* _EXCERPT PROVIDED_
=======

A suffix array of a string is a permutation of the indices into that string, sorted so that the suffixes of the string starting at those indices are lexicographically sorted. Any particular chunk of a suffix array lists the places in the string that a given substring occurs, lexicograhically sorted by what’s after it. (Well, maybe a range of substrings.) It's a lot like a KWIC index, except that it is fully comprehensive.

Suffix arrays are a simplification of suffix tries, such as Patricia trees (I've never been entirely clear on whether Patricia trees are a particular kind of suffix trie, or just another name for suffix tries). Once you have computed a suffix array for a corpus of text, there are a variety of queries you can execute efficiently on it: all occurrences of a given substring, the probability distribution of characters that follow a given substring, all matches of a particular regular expression, all approximate matches of a given string (using a Levenshtein automaton), and so on. As you can imagine, this is useful for data compression, and, indeed, the Burrows-Wheeler Transform used in bzip2 is suffix-array-based. Suffix arrays themselves are large compared to the text they describe (N log N bits for an N-character text, so commonly 5 or 6 bytes per byte of text) but there are suffix-array-based things I don't understand called “compressed indexes”, such as the FM-index, which represent a text in a compressed form and support both decompression and efficient search operations on it efficiently.

=======

* _DATA ROWS_
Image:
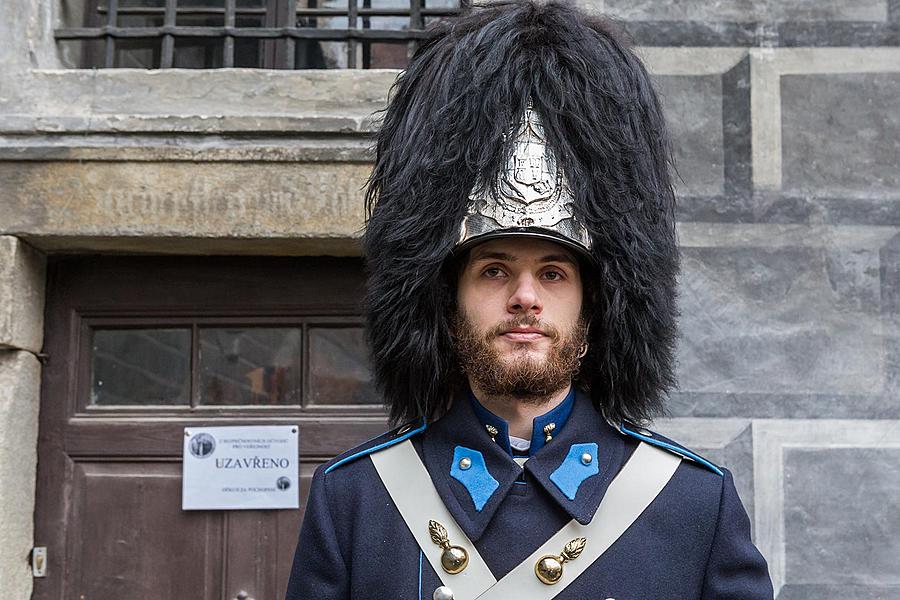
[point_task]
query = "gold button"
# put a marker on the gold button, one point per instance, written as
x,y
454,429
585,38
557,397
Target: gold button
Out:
x,y
549,568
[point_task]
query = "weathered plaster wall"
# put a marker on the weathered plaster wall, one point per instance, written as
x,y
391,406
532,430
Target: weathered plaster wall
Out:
x,y
787,129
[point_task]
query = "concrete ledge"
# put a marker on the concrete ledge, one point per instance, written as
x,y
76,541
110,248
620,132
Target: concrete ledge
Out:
x,y
22,277
20,375
184,200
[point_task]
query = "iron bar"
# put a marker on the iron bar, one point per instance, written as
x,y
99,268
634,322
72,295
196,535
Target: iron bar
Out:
x,y
228,48
110,58
168,48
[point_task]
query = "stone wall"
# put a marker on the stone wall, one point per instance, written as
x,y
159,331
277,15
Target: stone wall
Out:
x,y
786,117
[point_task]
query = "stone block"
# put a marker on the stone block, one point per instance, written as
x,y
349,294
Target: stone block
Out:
x,y
841,134
842,519
781,320
693,108
22,278
186,201
20,375
742,11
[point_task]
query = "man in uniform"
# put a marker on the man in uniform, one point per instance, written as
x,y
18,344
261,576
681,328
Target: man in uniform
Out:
x,y
521,319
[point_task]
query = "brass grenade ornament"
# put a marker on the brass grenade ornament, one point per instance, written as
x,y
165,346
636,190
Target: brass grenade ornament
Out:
x,y
549,568
453,558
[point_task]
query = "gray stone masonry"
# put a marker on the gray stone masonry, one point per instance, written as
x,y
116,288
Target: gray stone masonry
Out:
x,y
22,274
20,376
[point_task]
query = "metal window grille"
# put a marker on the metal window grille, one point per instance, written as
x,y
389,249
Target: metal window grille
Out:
x,y
267,34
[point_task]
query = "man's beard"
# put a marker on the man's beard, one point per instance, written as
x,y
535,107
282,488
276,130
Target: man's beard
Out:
x,y
520,374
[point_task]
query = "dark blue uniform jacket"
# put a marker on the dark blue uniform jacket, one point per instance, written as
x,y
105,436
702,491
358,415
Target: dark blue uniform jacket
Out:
x,y
692,542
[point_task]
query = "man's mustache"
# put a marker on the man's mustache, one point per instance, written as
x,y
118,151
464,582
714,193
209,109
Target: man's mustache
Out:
x,y
524,321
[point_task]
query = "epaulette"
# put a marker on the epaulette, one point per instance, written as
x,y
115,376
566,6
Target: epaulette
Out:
x,y
654,439
385,440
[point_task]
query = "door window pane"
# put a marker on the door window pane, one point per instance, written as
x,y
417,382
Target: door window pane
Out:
x,y
140,366
339,367
250,366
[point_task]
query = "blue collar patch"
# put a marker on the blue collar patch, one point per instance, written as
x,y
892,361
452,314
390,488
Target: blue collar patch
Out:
x,y
470,470
580,464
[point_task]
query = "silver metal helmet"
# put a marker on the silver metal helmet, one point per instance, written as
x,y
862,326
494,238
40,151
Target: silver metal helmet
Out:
x,y
530,198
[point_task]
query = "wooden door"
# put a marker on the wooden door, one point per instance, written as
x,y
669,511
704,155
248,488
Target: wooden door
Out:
x,y
141,347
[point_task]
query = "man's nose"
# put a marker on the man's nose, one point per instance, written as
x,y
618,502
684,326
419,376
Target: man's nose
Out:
x,y
525,296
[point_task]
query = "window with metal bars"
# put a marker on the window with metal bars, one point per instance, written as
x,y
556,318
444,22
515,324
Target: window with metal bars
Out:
x,y
265,34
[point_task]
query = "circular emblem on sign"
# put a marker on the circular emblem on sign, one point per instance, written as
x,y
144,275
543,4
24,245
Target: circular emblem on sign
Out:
x,y
202,445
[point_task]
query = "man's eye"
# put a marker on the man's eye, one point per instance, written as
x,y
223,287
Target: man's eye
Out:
x,y
553,275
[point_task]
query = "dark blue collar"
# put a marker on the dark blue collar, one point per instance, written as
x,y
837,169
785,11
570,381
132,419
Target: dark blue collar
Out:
x,y
554,419
461,429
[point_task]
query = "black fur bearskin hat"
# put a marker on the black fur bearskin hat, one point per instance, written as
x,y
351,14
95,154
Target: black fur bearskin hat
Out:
x,y
446,128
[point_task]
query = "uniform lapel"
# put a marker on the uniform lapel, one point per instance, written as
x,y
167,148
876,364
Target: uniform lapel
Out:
x,y
461,429
584,427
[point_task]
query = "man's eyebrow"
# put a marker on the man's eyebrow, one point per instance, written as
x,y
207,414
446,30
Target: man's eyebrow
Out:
x,y
566,258
493,256
559,258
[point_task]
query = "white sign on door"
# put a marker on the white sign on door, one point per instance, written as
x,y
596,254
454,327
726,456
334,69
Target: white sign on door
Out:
x,y
240,468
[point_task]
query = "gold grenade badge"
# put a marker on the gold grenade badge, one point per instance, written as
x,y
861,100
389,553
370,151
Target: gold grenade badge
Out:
x,y
454,558
549,568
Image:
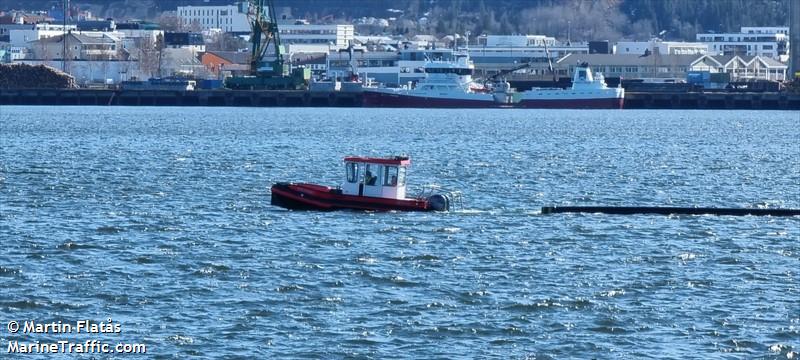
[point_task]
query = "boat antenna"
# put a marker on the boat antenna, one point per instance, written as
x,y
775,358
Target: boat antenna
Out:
x,y
65,4
549,61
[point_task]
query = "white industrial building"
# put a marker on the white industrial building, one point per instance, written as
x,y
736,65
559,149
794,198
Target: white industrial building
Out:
x,y
21,35
306,34
229,18
662,47
772,42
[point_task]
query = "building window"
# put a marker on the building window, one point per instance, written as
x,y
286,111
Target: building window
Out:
x,y
390,176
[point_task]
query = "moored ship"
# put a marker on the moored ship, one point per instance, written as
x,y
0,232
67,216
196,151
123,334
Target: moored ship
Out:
x,y
447,84
588,91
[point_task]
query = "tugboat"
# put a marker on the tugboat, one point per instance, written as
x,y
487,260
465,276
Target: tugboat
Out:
x,y
370,184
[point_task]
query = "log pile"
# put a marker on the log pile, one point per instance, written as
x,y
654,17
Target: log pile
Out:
x,y
23,76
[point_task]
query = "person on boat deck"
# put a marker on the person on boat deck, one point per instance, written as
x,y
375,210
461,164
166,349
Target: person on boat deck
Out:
x,y
370,180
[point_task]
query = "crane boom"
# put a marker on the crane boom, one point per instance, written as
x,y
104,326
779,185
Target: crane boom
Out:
x,y
264,31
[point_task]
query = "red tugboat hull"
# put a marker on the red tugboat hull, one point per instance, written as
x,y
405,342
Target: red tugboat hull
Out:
x,y
317,197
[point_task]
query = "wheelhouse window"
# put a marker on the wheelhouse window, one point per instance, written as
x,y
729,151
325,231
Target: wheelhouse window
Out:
x,y
371,175
352,172
390,176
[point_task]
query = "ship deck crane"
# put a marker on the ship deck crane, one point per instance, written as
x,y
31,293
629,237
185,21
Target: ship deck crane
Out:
x,y
273,75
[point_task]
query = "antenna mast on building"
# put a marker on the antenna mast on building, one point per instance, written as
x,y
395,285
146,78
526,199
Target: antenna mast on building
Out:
x,y
65,4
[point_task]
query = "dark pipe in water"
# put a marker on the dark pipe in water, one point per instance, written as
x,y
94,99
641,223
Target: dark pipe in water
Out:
x,y
629,210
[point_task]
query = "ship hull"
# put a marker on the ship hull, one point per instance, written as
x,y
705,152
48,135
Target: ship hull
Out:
x,y
316,197
399,100
599,103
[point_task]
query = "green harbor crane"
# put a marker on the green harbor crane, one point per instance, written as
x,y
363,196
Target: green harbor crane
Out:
x,y
275,74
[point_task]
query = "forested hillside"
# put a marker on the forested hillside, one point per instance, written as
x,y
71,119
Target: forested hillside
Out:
x,y
576,19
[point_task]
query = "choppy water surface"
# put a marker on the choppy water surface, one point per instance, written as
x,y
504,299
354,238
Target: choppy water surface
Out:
x,y
160,219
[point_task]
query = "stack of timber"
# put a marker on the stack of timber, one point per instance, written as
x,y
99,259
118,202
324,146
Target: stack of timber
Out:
x,y
23,76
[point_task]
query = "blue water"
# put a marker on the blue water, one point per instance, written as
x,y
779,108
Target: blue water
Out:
x,y
160,219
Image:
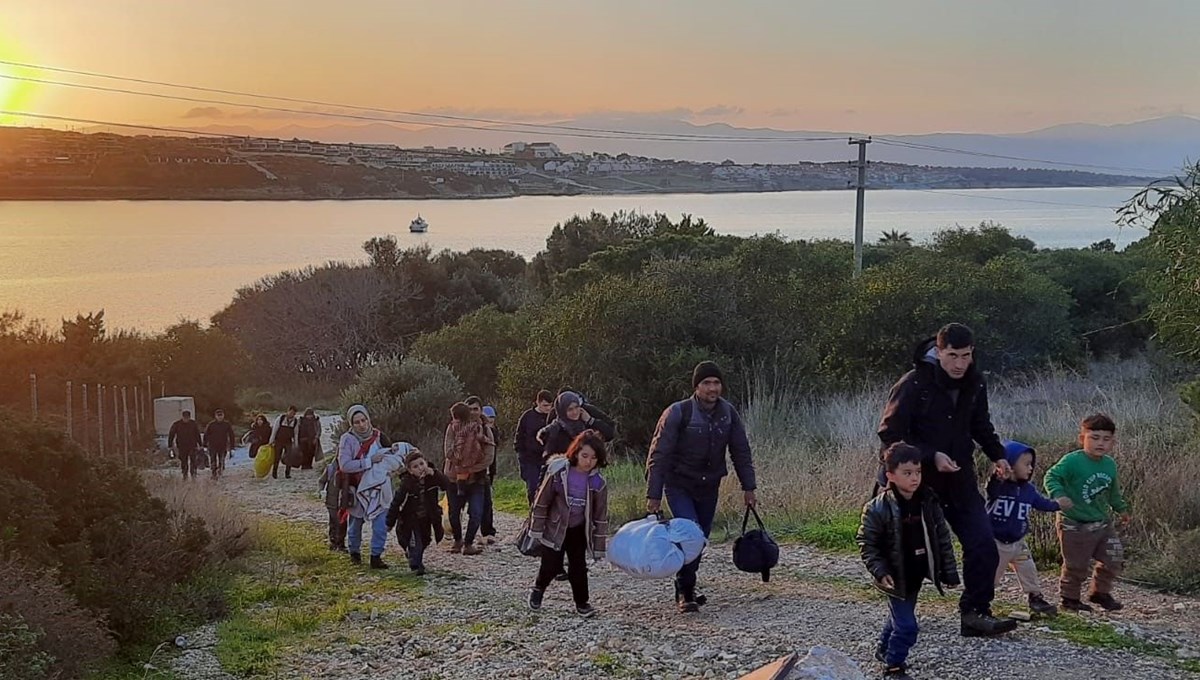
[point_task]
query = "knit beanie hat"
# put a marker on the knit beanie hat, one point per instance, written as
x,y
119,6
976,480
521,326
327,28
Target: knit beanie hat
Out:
x,y
703,371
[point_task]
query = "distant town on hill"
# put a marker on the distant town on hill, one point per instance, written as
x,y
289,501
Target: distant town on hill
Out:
x,y
49,164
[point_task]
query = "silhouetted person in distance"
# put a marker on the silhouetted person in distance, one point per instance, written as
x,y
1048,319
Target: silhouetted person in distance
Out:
x,y
220,440
186,440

=======

* _TASK_
Rewrite the passage on suffix arrays from "A suffix array of" through "is fully comprehensive.", changing "KWIC index" to "concordance".

* _SOLUTION TO THIS EXERCISE_
A suffix array of a string is a permutation of the indices into that string, sorted so that the suffixes of the string starting at those indices are lexicographically sorted. Any particular chunk of a suffix array lists the places in the string that a given substring occurs, lexicograhically sorted by what’s after it. (Well, maybe a range of substrings.) It's a lot like a concordance, except that it is fully comprehensive.